> Available data
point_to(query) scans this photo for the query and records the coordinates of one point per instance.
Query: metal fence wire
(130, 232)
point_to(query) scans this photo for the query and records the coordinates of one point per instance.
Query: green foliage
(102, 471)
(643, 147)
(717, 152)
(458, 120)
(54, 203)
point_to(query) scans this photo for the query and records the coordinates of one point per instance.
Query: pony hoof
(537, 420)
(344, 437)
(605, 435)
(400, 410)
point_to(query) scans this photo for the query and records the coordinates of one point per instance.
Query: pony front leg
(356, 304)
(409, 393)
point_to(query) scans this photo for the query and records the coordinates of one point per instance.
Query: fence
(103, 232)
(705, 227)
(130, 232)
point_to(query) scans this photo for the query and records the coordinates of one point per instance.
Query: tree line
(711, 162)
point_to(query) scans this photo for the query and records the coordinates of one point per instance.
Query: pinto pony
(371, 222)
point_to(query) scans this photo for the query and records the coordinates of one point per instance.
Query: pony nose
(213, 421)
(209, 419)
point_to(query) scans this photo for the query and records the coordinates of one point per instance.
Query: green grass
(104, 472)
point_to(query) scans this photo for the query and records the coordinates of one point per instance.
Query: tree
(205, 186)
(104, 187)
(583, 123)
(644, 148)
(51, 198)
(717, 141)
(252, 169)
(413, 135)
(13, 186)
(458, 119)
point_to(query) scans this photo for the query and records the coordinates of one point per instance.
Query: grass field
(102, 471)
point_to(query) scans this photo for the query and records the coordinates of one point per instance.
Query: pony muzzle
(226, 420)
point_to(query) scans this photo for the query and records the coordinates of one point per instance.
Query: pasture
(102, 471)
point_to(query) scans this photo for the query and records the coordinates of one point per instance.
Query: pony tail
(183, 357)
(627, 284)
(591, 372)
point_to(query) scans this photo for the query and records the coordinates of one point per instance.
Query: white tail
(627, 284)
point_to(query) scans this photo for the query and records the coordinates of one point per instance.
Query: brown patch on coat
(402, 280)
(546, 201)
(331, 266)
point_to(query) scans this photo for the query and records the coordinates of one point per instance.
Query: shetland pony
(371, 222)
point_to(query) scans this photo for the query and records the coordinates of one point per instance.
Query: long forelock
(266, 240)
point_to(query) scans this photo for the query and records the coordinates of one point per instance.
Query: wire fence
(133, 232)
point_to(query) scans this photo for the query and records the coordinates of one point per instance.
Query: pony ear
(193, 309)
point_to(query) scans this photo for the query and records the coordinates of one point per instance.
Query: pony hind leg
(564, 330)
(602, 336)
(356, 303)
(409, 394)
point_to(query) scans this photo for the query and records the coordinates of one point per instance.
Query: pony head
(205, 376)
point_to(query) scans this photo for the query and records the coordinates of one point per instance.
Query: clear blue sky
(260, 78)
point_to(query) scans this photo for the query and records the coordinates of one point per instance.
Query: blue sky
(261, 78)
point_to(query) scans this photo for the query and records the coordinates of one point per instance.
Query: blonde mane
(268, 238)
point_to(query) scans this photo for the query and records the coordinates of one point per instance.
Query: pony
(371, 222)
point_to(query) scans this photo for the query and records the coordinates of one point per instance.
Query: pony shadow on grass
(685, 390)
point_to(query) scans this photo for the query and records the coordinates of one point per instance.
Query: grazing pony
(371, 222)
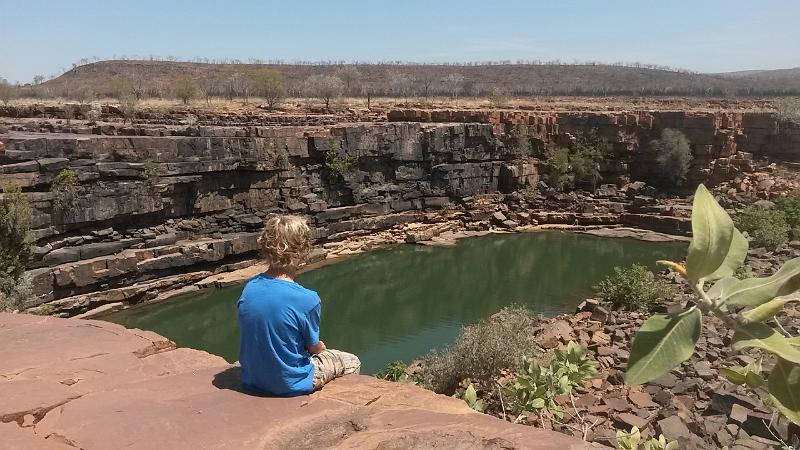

> Task requirements
The material above is to be set down exactly, with pictures removed.

> Response to the task
point_to(query) scans this photo for the query and records the coordinates of one point per instance.
Query: metal fence wire
(130, 232)
point_to(query) scans this photo for the query and records the coordinates of one point per instance.
Query: green foliage
(102, 471)
(643, 147)
(717, 152)
(458, 120)
(54, 203)
point_to(query) scans this photo for the query and records the coordinates of one point per instance.
Query: pony hoof
(537, 420)
(344, 437)
(605, 435)
(400, 410)
point_to(query) scans this photo for the query and records the coordinates of one point per instance.
Query: pony front leg
(356, 304)
(409, 393)
point_to(query) scans this photo for the query and records the coordinates of one point per instance.
Query: fence
(103, 232)
(705, 227)
(130, 232)
point_to(query) scans this photo for the query and records the coordinates of one point per instance.
Query: tree line
(711, 162)
point_to(query) scans this photo for the query and records the coordinates of one point per instance.
Query: pinto pony
(371, 222)
point_to(query) scans this photo for the query and records the coordinates of one point per instance.
Query: pony nose
(213, 421)
(209, 419)
point_to(query) scans this photo for the query and records the coordinates of one point per instance.
Query: green grass
(104, 472)
point_to(query) scans this photo for the query and records the coordinates of one point per instance.
Query: tree
(205, 186)
(104, 187)
(583, 123)
(644, 148)
(51, 198)
(717, 141)
(252, 169)
(413, 135)
(13, 186)
(458, 119)
point_to(query) scans this photo for the query and records the coordinates of one point per instance.
Query: grass field
(102, 471)
point_to(query) scans this photo for the query and records the coordinates of one point per instance.
Query: pony muzzle
(226, 420)
point_to(query) scans this photo for the query and records the coordinates of one point per instance.
Query: pasture
(102, 471)
point_to(query) scans this photo for the query and records the coordinates of one point per instance.
Query: pony tail
(183, 357)
(627, 284)
(591, 372)
point_to(query) scans this photo for the query and records the coordinates of one point per instance.
Query: white tail
(627, 284)
point_to(query) scans this photo for the query and records the coordinates of one point per instance.
Query: brown patch on coat
(402, 280)
(546, 201)
(331, 266)
point_to(query) scans this photo for the query and records the coordinates of one point per instance.
Query: shetland pony
(371, 222)
point_to(query) scans this photo for the query and records the coordinates of one point per instance.
Query: long forelock
(266, 240)
point_to(query) scans this photo for the query and records the coordinates of one point per instance.
Query: wire fence
(133, 232)
point_to(query) scans this photo for the query and records the coordinates of one point per instance.
Query: pony ear
(193, 309)
point_to(query) scans this photo for the query and records the coordinates of one point per instance.
Query: pony hind leg
(564, 330)
(602, 336)
(356, 303)
(409, 394)
point_to(query) scans this photo for the query and records the coordinates of one point per instance.
Query: pony head
(205, 376)
point_to(query) scans this photo for the query and records the coordinates of one point per instance.
Query: clear blue sky
(260, 78)
point_to(query) scans this photo for the query and records the coordinates of one point per instance.
Query: blue sky
(261, 78)
point_to(query) scans this photo for the query and records the coordinates of one point per instance.
Query: blonde mane
(268, 238)
point_to(query) scans this photo for the query and records the coordinates of one point per instance.
Query: pony
(371, 222)
point_to(query) scans this photo for the query and records the coordinates of one point per instance.
Query: pony shadow on grass
(685, 390)
point_to(query) scans this photo for the query and records the coordinates of one point per instance.
Query: grazing pony
(371, 222)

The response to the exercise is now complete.